**Provided material**
=== Begin Enclosure ===

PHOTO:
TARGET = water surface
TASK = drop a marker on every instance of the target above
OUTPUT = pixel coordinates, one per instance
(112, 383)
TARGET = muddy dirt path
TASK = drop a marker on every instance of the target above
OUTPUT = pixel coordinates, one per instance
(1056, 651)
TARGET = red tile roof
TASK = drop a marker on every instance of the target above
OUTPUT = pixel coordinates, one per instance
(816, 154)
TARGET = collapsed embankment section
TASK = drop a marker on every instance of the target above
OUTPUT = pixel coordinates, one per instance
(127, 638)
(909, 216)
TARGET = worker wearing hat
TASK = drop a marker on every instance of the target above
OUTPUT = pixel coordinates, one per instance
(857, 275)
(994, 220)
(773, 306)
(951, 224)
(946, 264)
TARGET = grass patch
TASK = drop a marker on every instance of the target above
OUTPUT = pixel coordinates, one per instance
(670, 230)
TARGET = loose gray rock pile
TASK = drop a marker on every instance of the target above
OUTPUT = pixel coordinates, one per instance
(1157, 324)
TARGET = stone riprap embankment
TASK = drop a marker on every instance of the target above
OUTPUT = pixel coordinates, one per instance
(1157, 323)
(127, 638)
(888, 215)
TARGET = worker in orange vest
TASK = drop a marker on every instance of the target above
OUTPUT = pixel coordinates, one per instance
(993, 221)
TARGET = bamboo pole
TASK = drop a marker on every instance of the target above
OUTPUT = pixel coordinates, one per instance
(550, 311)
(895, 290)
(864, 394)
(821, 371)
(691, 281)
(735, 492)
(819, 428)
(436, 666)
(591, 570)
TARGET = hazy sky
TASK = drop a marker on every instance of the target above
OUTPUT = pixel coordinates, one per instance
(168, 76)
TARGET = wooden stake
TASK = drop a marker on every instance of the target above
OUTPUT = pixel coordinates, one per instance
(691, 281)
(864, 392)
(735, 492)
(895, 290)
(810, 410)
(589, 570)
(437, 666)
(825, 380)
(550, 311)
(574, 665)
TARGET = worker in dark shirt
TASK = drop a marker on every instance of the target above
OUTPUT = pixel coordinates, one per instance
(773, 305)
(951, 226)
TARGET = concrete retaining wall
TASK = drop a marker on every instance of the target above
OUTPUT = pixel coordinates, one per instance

=== End Enclosure ===

Among the entries above, find every line holding "embankment" and copy it.

**Answer for this exercise**
TARGET = collapsed embankment section
TARGET = stone riprap embankment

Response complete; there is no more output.